To be done
(a) Retype the cycling story from "On this particular" to "front of me.".
(b) Echo the listing from its first line to the line with "[817,34,1200,303]", including both.

Passage provided

On this particular morning it was my sister.  Patty is an up and coming cyclist.  The biking bug is firmly planted.  But her insecurity in control and unfulfilled maternal instinct  can sometimes be quite annoying.

Understand that my family, Mary, Quin and Timmy have had 3 wonderful days on empty highways.  We were the only bikes.  It was glorious riding from Des Moines to Storm Lake.  But now we were adrift in a sea of road hogs and bottle droppers and the fear that someone would get hurt was becoming unbearable.  I really needed a Valium.  And at the very moment that my anxiety was peaking "CAR UP"  was shouted into my ear by my only sibling after hearing it from 30 people in front of me.

The solution came as quick as a slap in the face.  Get the fuck out now!  As my right hand pushed the shifter forward and my left hand moved the rear, I told Timmy, my stoker on our loaded touring tandem, "we are going to bust a move now!  I am moving this pig ALL THE WAY TO THE LEFT, plant the wheels 2 inches from the white line and we will pass everyone we see until this crowd is long behind us."  "OK Dad", he replied.  And so we did.  Mary and Quin managed to keep up with us.  the only people that passed us were pace lines.  We even received a few compliments on our speed.  People on stick bikes are always in awe when baggers smoke the route.  Most importantly, we were in a safer position on the route and I felt better.  I felt bad for dropping Patty but sometimes survival takes precedent over other issues.

Much later on the Great Western Trail I explained this to her in a simpler way.  Just another bar to bar run/bike ride.  We left the Safety Shack and there were incoming bikes.  "BIKES UP" she shouted, again in my ear.  I think I may have slammed on the brakes.  My retort was thus, "There will be thousands of bicycle on the trail today, many "UP".  We can see them, please refrain from calling them out."  Curt but to the point and totally necessary.  I think she got the message.

Records to process
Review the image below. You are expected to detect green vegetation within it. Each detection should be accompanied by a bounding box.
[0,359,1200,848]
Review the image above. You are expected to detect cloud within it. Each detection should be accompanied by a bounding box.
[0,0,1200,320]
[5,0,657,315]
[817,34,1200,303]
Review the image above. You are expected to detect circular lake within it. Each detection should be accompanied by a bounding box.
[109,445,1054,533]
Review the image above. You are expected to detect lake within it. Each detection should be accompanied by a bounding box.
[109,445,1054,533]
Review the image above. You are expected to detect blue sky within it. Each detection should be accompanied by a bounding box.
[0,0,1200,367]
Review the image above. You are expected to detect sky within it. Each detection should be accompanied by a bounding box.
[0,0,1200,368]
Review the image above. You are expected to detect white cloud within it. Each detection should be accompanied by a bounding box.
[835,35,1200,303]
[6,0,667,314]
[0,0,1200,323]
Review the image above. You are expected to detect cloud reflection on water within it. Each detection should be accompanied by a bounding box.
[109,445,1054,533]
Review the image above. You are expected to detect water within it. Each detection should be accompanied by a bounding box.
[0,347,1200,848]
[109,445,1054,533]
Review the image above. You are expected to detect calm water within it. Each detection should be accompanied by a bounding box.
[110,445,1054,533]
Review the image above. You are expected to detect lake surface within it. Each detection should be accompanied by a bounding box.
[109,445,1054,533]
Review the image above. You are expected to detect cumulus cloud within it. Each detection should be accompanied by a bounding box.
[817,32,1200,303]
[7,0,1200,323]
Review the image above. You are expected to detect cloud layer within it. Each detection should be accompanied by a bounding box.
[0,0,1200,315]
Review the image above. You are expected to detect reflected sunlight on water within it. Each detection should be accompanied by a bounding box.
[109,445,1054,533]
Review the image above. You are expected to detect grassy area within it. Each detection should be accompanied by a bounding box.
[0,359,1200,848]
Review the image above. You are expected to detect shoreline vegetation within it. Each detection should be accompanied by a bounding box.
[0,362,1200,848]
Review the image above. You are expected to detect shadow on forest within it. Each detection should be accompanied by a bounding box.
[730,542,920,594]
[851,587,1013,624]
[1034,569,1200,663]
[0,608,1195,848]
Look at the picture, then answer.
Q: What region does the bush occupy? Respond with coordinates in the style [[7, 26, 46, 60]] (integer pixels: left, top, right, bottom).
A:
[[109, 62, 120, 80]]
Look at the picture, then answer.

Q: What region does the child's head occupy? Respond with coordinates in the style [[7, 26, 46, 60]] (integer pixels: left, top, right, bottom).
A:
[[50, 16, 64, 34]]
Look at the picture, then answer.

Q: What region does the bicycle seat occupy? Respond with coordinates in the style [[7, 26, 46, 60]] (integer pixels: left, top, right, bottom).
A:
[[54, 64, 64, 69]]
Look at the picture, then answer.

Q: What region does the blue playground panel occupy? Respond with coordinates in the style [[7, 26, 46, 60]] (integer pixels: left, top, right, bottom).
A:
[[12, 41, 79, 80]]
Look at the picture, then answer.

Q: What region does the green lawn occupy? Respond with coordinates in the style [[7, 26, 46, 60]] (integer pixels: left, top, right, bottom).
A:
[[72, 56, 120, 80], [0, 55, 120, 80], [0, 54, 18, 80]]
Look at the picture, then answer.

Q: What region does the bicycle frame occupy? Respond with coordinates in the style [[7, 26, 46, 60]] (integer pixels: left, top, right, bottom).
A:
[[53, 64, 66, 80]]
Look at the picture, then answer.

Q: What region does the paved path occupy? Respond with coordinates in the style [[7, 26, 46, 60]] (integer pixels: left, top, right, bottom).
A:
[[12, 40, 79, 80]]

Responses to the tasks
(a)
On this particular morning it was my sister.  Patty is an up and coming cyclist.  The biking bug is firmly planted.  But her insecurity in control and unfulfilled maternal instinct  can sometimes be quite annoying.

Understand that my family, Mary, Quin and Timmy have had 3 wonderful days on empty highways.  We were the only bikes.  It was glorious riding from Des Moines to Storm Lake.  But now we were adrift in a sea of road hogs and bottle droppers and the fear that someone would get hurt was becoming unbearable.  I really needed a Valium.  And at the very moment that my anxiety was peaking "CAR UP"  was shouted into my ear by my only sibling after hearing it from 30 people in front of me.

(b)
Review the image below. You are expected to detect green vegetation within it. Each detection should be accompanied by a bounding box.
[0,359,1200,848]
Review the image above. You are expected to detect cloud within it. Each detection should be accompanied by a bounding box.
[0,0,1200,320]
[5,0,657,315]
[817,34,1200,303]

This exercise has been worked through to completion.